Keywords: risk, perception, risk perception, perceived risk, judgment, decision making, behavioral decision theory (BDT) , behavioral risk characteristics , behavioral accounting, standard finance, behavioral finance , behavioral economics, psychology, financial psychology, social sciences, efficient market hypothesis, rationality, bounded rationality, classical decision theory, information overload

An emerging subject matter within the behavioral finance literature is the notion of perceived risk pertaining to novice and expert investors. The author provides an overview of the specific concepts of perceived risk and perception for the financial scholar since these two issues are essential for developing a greater understanding and appreciation for the psychology of risk. The next section discusses the notion of classical decision making as the cornerstone of standard finance which is based on the idea of rationality in which investors devise judgments (e.g., the efficient market hypothesis). In contrast, the alternative viewpoint offers behavioral decision theory as the foundation for behavioral finance in which individuals formulate decisions according to the assumptions of bounded rationality (e.g., prospect theory). The reader is presented with a discussion on the major behavioral finance themes (that is, cognitive and emotional factors) that might influence an investor's perception of risk for different types of financial products and investment services. A major purpose of this chapter was to bring together the main themes within the risk perception literature that should provide other researchers a strong foundation for conducting research in this behavioral finance topic area.

Perceived risk (risk perception) is the subjective decision making process that individuals employ concerning the assessment of risk and the degree of uncertainty. The term is most frequently utilized in regards to risky personal activities and potential dangers such as environmental issues, health concerns or new technologies. The study of perceived risk developed from the discovery that novices and experts repeatedly failed to agree on the meaning of risk and the degree of riskiness for different types of technologies and hazards. Perception is the process by which an individual is in search of preeminent clarification of sensory information so that he or she can make a final judgment based on their level of expertise and past experience.

****************

- _LIST OF TASKS_
(A) Answer these from the passage on perceived risk:
(i) What idea is classical decision making in standard finance based on?
(ii) What example is given of a decision approach based on bounded rationality?
(iii) What did novices and experts repeatedly fail to agree on?
(B) List every potential danger that the passage on perceived risk names as an area where the term is most often used.
(C) Update the part of the passage on perceived risk that opens with the words containing "Perceived risk (risk" and closes with "and past experience.", swapping "potential dangers" for "possible hazards".

- _RECORDED DATA_
****************

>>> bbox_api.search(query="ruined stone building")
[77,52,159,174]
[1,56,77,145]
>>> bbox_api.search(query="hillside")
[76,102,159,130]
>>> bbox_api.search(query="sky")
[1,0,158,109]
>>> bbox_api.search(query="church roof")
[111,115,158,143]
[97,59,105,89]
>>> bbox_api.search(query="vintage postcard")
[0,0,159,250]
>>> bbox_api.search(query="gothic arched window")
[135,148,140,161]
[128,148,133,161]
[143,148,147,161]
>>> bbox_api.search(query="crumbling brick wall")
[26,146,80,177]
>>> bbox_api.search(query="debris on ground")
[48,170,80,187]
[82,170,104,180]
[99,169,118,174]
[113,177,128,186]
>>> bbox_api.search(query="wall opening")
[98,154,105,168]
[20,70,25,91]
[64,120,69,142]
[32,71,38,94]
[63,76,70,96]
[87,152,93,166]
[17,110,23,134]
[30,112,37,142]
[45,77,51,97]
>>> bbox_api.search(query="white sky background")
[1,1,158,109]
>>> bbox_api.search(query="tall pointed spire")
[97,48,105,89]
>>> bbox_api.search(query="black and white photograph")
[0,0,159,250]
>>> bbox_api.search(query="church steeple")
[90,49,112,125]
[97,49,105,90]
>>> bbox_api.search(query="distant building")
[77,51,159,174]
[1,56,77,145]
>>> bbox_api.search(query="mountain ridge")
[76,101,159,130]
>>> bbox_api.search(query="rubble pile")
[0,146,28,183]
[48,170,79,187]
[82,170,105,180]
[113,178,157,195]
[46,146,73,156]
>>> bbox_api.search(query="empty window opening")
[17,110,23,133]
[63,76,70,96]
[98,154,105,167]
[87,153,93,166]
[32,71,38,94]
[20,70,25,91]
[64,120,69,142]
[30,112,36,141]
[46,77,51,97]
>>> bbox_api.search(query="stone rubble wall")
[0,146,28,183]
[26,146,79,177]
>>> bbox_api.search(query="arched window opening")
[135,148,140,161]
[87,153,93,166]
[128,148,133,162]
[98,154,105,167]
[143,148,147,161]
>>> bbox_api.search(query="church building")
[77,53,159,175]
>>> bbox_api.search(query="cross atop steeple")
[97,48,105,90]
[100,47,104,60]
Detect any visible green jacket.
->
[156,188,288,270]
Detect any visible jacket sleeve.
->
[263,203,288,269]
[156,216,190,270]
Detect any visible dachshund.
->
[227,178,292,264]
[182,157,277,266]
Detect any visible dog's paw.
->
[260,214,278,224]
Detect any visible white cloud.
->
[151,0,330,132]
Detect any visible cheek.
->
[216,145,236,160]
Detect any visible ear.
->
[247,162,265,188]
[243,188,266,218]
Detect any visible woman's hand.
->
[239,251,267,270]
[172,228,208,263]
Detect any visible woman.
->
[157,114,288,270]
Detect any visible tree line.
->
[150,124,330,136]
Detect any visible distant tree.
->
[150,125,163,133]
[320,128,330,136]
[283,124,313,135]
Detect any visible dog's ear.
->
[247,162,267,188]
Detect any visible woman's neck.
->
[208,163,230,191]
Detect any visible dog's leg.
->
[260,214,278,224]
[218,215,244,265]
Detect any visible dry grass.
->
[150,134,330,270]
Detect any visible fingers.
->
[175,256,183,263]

****************

- _SOLUTIONS FOR EACH TASK_
(A)
(i) Rationality.
(ii) Prospect theory.
(iii) The meaning of risk and the degree of riskiness for different types of technologies and hazards.

(B) Environmental issues, health concerns, new technologies

(C)
Perceived risk (risk perception) is the subjective decision making process that individuals employ concerning the assessment of risk and the degree of uncertainty. The term is most frequently utilized in regards to risky personal activities and possible hazards such as environmental issues, health concerns or new technologies. The study of perceived risk developed from the discovery that novices and experts repeatedly failed to agree on the meaning of risk and the degree of riskiness for different types of technologies and hazards. Perception is the process by which an individual is in search of preeminent clarification of sensory information so that he or she can make a final judgment based on their level of expertise and past experience.